Réalisateur engagé, André Cayatte interpelle régulièrement ses spectateurs sur plusieurs sujets de société à travers ses nombreux films. “Justice est faite” aborde le sujet délicat de l’euthanasie ainsi que le rôle très particulier des jurés d’assises.
Le film expose le procès d’Elsa, directrice pharmaceutique, qui est accusée d’avoir tué M. Vaudrémont, son amant, afin de mettre fin aux souffrances qu’il endurait à cause du cancer dont il était atteint. Cependant le motif qui aurait poussé Elsa à tuer M. Vaudrémont est flou.
L’enjeu du procès va donc être de déterminer si elle l’a euthanasié pour mettre fin à sa souffrance ou si elle l'a assassiné. Cette dernière était amoureuse d'un autre homme,le doute plane.
Le procès se déroule aux Assises face à des jurés qui ont des profils très divers. Parmi le jury on retrouve, par exemple, un commandant à la retraite, un agriculteur, un barman ou encore un commerçant. On ne compte cependant qu’une seule femme, une riche antiquaire, qui sera d’ailleurs la seule parmi les jurés à dépasser les préjugés auxquelles elle est soumise et les difficultés à propos de sa vie personnelle afin de juger de manière consciente et en son intime conviction.
Il est intéressant de remarquer que le film ne contient aucun plan cinématographique illustrant la vie d'Elsa ou celle de son amant. Le spectateur ne découvre l’histoire de cette dernière qu’à travers ses mots, ceux des témoins, du procureur et ou encore du président.

#### Données fournies:

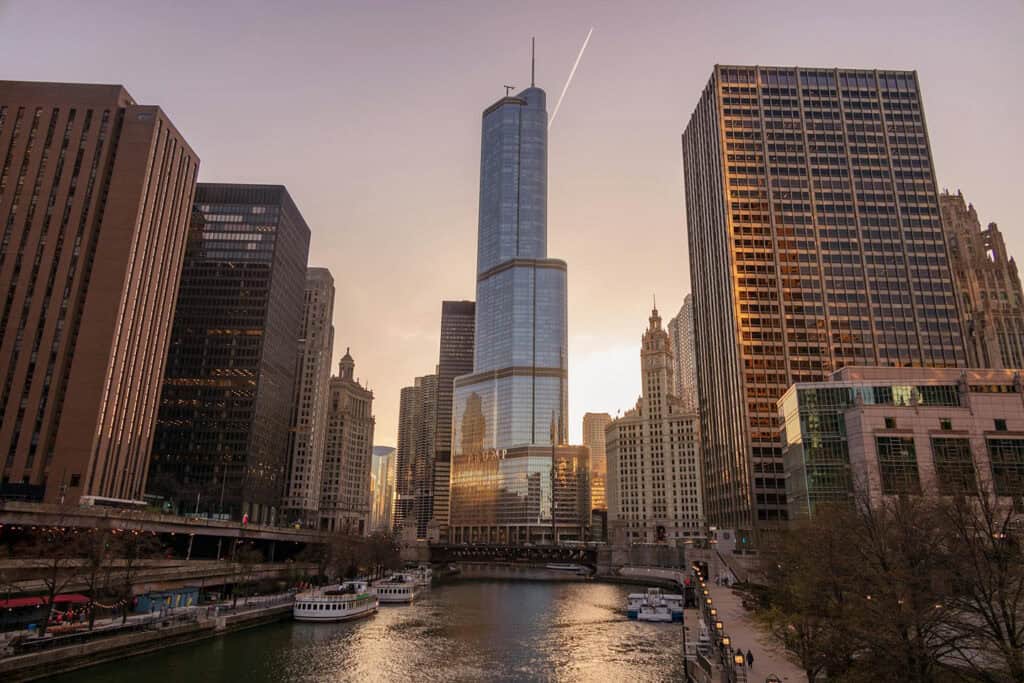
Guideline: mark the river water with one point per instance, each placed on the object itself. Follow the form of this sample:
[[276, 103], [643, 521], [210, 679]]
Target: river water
[[473, 631]]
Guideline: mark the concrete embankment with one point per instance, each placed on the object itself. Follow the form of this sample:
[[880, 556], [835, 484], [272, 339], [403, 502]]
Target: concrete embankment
[[61, 659]]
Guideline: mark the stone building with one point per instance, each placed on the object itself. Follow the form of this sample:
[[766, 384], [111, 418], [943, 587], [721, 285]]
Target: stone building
[[989, 288], [345, 486], [312, 378], [653, 485], [877, 432]]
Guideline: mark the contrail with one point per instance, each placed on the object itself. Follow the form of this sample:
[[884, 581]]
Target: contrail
[[569, 79]]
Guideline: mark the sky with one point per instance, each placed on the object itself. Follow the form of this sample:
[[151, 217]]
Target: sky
[[370, 114]]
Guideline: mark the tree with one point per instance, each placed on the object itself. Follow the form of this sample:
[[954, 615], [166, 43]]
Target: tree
[[94, 568], [54, 552], [807, 593], [988, 572], [131, 548]]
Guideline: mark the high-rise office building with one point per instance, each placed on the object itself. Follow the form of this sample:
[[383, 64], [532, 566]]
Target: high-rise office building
[[594, 425], [458, 328], [654, 491], [991, 303], [348, 454], [815, 242], [382, 488], [308, 434], [684, 369], [222, 432], [95, 199], [513, 480], [414, 475]]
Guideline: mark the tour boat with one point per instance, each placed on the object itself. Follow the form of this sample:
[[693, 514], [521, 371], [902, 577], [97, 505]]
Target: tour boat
[[648, 606], [422, 575], [336, 603], [397, 588]]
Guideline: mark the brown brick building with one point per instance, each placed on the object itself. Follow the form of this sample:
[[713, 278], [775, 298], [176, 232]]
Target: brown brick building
[[95, 197]]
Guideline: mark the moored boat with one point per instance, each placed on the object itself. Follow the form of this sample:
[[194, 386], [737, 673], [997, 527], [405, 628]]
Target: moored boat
[[336, 603], [397, 589]]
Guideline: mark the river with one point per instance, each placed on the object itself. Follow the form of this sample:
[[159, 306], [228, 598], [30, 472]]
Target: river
[[472, 631]]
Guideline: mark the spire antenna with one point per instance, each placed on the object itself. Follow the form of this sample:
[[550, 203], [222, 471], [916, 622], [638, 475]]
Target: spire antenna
[[532, 61]]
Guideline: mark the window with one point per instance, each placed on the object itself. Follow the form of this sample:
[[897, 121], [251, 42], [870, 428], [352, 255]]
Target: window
[[1008, 466], [953, 466], [898, 465]]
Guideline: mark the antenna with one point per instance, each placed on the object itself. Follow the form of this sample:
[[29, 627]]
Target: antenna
[[532, 61]]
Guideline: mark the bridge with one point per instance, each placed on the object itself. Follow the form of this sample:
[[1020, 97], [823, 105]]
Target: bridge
[[446, 553]]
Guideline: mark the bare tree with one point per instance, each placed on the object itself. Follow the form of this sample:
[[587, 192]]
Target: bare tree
[[131, 548], [54, 553], [988, 574]]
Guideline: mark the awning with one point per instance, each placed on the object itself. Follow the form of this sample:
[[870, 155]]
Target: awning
[[37, 600]]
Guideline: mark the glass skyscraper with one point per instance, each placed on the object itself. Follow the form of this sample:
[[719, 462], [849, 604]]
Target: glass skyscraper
[[510, 413]]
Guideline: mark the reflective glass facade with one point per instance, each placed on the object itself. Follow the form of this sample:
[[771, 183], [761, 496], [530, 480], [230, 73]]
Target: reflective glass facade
[[516, 396]]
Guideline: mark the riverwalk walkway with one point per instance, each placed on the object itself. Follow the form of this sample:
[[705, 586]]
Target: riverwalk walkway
[[747, 635], [738, 624]]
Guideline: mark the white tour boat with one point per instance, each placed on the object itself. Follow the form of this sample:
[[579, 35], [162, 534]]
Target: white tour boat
[[336, 603], [397, 588], [652, 605]]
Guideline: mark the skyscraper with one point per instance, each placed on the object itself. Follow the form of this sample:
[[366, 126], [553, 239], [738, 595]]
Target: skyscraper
[[347, 456], [95, 199], [308, 434], [815, 243], [414, 471], [382, 488], [653, 461], [510, 470], [991, 303], [222, 432], [684, 369], [594, 425], [458, 328]]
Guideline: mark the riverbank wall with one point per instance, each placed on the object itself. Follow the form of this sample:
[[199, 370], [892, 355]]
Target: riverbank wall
[[54, 660]]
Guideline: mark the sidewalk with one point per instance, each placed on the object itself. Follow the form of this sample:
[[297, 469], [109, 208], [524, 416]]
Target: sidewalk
[[768, 656]]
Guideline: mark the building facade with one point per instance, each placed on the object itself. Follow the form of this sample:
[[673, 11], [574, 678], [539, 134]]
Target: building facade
[[312, 372], [382, 489], [348, 453], [654, 493], [684, 369], [815, 242], [95, 199], [870, 433], [594, 425], [991, 302], [512, 476], [458, 332], [222, 433]]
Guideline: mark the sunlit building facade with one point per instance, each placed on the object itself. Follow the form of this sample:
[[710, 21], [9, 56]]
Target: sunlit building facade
[[382, 488], [654, 493], [815, 242], [991, 303], [593, 437], [509, 415], [95, 202]]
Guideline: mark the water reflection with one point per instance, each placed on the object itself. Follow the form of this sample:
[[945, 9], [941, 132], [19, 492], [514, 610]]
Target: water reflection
[[489, 631]]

#### Consigne 1:
Recopiez le passage du texte sur le film « Justice est faite », en commençant par « Le film expose » et en finissant par « Vaudrémont est flou. ».
#### Consigne 2:
Poursuivez le texte sur le film « Justice est faite » à la suite de sa dernière phrase.

#### Réponse rédigée 1:
Le film expose le procès d’Elsa, directrice pharmaceutique, qui est accusée d’avoir tué M. Vaudrémont, son amant, afin de mettre fin aux souffrances qu’il endurait à cause du cancer dont il était atteint. Cependant le motif qui aurait poussé Elsa à tuer M. Vaudrémont est flou.

#### Réponse rédigée 2:
La moitié des plans se déroulent uniquement au tribunal. L’autre partie des plans, assez conséquente, consiste à suivre le quotidien de jury d’assises et de voir comment leur vie personnelle, leurs fréquentations ou encore leurs opinions peuvent les influencer. D’ailleurs, pour la plupart, leurs problèmes personnels finissent par empiéter sur le procès.
L’essentiel du film ne se résume pas uniquement au procès d'Elsa mais la manière dont les jurés et spectateurs politisent et jugent cette affaire.
En effet, par son rôle d'amante, sa condition de femme, mais également ses origines étrangères, Elsa va énormément troubler les jurés qui vont surtout s’attacher à ces détails, plutôt qu’aux faits. Certains jurés vont, par leur préjugés et opinions, juger cette affaire à travers un prisme politique et sociétal.
Par ces moyens, André Cayatte illustre l’importante place de la subjectivité des jurés dans cette procédure. Certes le juré est censé juger par ses sentiments en ayant une intime conviction que ce qu’il déclare est juste et correspond à sa vérité.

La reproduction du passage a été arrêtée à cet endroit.